-- start of TEXT SHOWN --

In conversations with “Inside Digital Learning,” representatives on both sides of these partnerships shared insights that other institutions might benefit from hearing, especially if they're pursuing similar arrangements or trying to figure out how collaboration works online.

Helping a Partnership Flourish

In 2016 executives at the National World War II Museum in New Orleans reached out to Arizona State to talk about the possibility of teaming up for online offerings.

According to Gemma Birnbaum, director of the museum’s World War II Media and Education Center, the museum had been engaging K-12 students with a robust program of field trips and webinars, but hadn’t done much in higher education since it opened in 2000. Online courses seemed like a logical inroad, and Birnbaum’s colleagues wanted an institution that could fill knowledge gaps in the museum’s content and bring its own online expertise to the table. Museum administrators were encouraged to see that Arizona State was working on an online master’s degree program in history, which launched in 2017. Arizona State and the museum will each receive an undisclosed "agreed-upon percentage of revenue based on enrollment," according to a spokesperson for the partnership.

While the museum's ambitions might seem well suited to a MOOC, Birnbaum said a full program would give museum officials an opportunity to directly train educational professionals, and to develop the expertise that would be necessary to qualify for a partnership with a MOOC provider like Coursera. Birnbaum said the museum still aspires to work on MOOCs in the future.

-- end of TEXT SHOWN --
-- start of DATA LISTING --

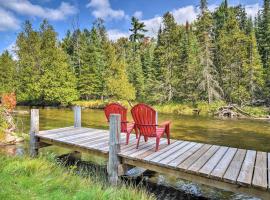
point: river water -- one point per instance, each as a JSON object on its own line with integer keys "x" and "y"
{"x": 240, "y": 133}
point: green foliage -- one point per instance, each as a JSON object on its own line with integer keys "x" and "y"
{"x": 7, "y": 73}
{"x": 44, "y": 179}
{"x": 221, "y": 56}
{"x": 117, "y": 82}
{"x": 44, "y": 76}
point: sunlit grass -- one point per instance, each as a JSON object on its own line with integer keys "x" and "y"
{"x": 42, "y": 178}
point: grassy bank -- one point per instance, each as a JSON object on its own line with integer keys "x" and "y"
{"x": 179, "y": 108}
{"x": 42, "y": 178}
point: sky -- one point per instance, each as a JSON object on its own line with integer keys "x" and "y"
{"x": 69, "y": 14}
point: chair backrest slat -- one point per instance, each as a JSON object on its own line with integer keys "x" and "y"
{"x": 116, "y": 108}
{"x": 145, "y": 119}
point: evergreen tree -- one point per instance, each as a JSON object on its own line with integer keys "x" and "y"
{"x": 167, "y": 54}
{"x": 71, "y": 44}
{"x": 91, "y": 80}
{"x": 187, "y": 86}
{"x": 117, "y": 83}
{"x": 263, "y": 38}
{"x": 232, "y": 57}
{"x": 208, "y": 82}
{"x": 29, "y": 65}
{"x": 138, "y": 29}
{"x": 254, "y": 65}
{"x": 57, "y": 81}
{"x": 7, "y": 73}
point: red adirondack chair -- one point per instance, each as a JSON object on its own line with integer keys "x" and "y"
{"x": 116, "y": 108}
{"x": 145, "y": 119}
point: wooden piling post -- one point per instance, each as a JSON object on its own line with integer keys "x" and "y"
{"x": 114, "y": 148}
{"x": 34, "y": 129}
{"x": 77, "y": 116}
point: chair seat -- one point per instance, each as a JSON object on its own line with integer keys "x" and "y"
{"x": 160, "y": 131}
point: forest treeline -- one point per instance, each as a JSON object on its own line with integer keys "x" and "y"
{"x": 222, "y": 55}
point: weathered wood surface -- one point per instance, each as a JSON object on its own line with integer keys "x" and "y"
{"x": 226, "y": 165}
{"x": 114, "y": 149}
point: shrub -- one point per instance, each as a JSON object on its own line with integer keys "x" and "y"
{"x": 9, "y": 101}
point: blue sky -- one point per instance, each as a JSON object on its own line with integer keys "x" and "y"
{"x": 117, "y": 13}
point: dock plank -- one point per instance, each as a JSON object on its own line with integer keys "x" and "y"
{"x": 213, "y": 161}
{"x": 219, "y": 164}
{"x": 82, "y": 135}
{"x": 185, "y": 155}
{"x": 151, "y": 151}
{"x": 233, "y": 170}
{"x": 198, "y": 164}
{"x": 47, "y": 132}
{"x": 147, "y": 148}
{"x": 260, "y": 171}
{"x": 176, "y": 154}
{"x": 223, "y": 164}
{"x": 169, "y": 152}
{"x": 65, "y": 133}
{"x": 192, "y": 159}
{"x": 246, "y": 172}
{"x": 142, "y": 146}
{"x": 161, "y": 151}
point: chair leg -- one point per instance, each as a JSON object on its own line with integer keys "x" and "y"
{"x": 138, "y": 142}
{"x": 168, "y": 133}
{"x": 145, "y": 138}
{"x": 157, "y": 143}
{"x": 136, "y": 131}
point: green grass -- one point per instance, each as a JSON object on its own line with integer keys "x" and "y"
{"x": 41, "y": 178}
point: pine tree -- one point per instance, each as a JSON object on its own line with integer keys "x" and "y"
{"x": 165, "y": 61}
{"x": 29, "y": 65}
{"x": 91, "y": 80}
{"x": 116, "y": 79}
{"x": 187, "y": 83}
{"x": 232, "y": 56}
{"x": 208, "y": 82}
{"x": 254, "y": 66}
{"x": 58, "y": 83}
{"x": 7, "y": 73}
{"x": 263, "y": 38}
{"x": 138, "y": 29}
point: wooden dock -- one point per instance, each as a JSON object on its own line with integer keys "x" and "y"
{"x": 237, "y": 170}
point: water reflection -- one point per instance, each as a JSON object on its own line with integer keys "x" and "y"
{"x": 240, "y": 133}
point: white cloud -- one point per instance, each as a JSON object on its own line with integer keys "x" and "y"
{"x": 184, "y": 14}
{"x": 8, "y": 21}
{"x": 25, "y": 7}
{"x": 115, "y": 34}
{"x": 11, "y": 49}
{"x": 252, "y": 10}
{"x": 138, "y": 14}
{"x": 102, "y": 9}
{"x": 181, "y": 15}
{"x": 152, "y": 25}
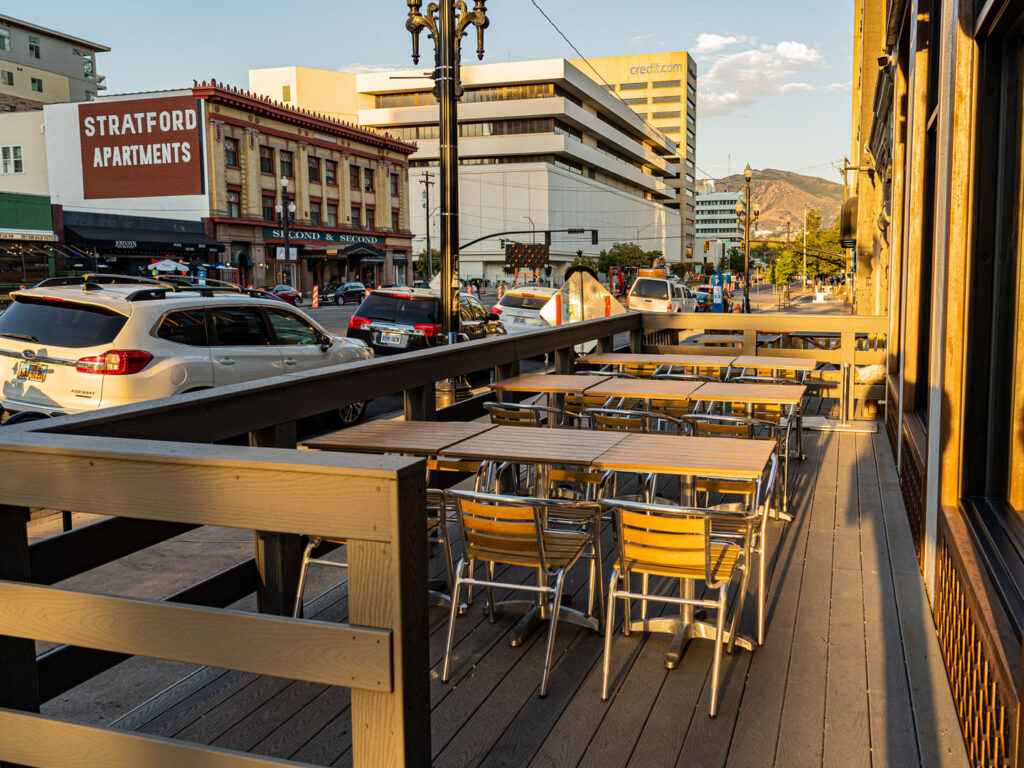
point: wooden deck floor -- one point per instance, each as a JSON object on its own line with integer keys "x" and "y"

-- end of DATA LISTING --

◆ THINGS TO DO:
**A.** In the passage about the museum partnership, what year did Arizona State's online master's degree program in history launch?
**B.** List every year mentioned in the passage about the museum partnership.
**C.** Carry on the passage about the museum partnership from its last sentence.
The saved data entries come from a separate source.

◆ OUTPUTS BY TASK:
**A.** 2017

**B.** 2016, 2000, 2017

**C.**
The result is a fully accredited online master’s degree program in World War II studies that will be available to Arizona State students beginning this January. The 30-hour program consists of courses taught by war scholars from both institutions that will draw on the museum’s collection of 25,000 period artifacts and 10,000 personal accounts of the war -- “creating an exclusive learning experience unlike any other,” a news release boasts.

The program didn’t spring up overnight, though. University administrators spent “the better part of a year” hashing out the details with the museum, according to Philip Regier, Arizona State’s university dean for educational initiatives and CEO of EdPlus. Conversations focused on ensuring the “integrity” of the for-credit program in a pre-emptive effort to head off faculty concerns.

Instructors were keen to avoid injecting even a tinge of “bias” or leaving out crucial perspectives in telling the stories of the war, Regier said. At the same time, according to Birnbaum, both parties hoped to emphasize contemporary parallels that continue to make studying World War II history worthwhile.

"Everyone was excited about the possibility," Regier said. "It just took a while to design the actual degree."

The exercise forced the university team to think more about its audience than usual when constructing academic programs, Regier said. The museum’s visitors want to be told a story; the university’s enrollees want to gain proficiency in their chosen subject matter. The university also had to be sure that there would be a market for the unusually specialized focus of the academic program.

The process of developing the courses followed a fairly standard path for the university. Arizona State professors and a couple of "highly qualified doctoral historians" from the museum, according to Regier, put together a curriculum while thinking constantly about ways to integrate the museum’s assets. Museum administrators also provided suggestions.

The museum, meanwhile, had to adjust its procedures according to laws regarding public disclosure and protection of constituents’ privacy information, according to Birnbaum. The museum can't extract as much data from students as it would for subscribers to its email list, for instance.

Regier believes the program will offer previously unavailable opportunities to explore a period of world history rich with valuable insights and stories worth hearing.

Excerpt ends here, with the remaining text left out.